■ Short problem ■
Please print the listing below character for character, leaving the picture out of your output.
■ ■ ■ ■ ■ ■ ■
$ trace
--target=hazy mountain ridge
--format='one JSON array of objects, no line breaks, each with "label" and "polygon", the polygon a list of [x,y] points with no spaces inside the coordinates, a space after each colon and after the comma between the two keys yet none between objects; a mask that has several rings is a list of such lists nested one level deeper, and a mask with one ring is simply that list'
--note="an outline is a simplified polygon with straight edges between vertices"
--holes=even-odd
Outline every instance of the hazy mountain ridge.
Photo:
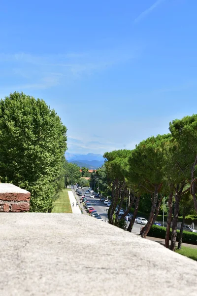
■ ■ ■ ■ ■ ■ ■
■ Solution for this problem ■
$ trace
--target=hazy mountain ridge
--format='one JSON array of objects, no line breaks, each with "label" and "polygon", the polygon a list of [x,y] points with no spaces inside the coordinates, a space after each colon and after the comma between the two keys yet none between objects; a mask that has several rings is a list of such lists nested one level deeper, and a mask with one ring is simply that list'
--note="an outline is a simplified polygon with straight edges between vertices"
--holes=even-odd
Outline every instance of the hazy mountain ridge.
Photo:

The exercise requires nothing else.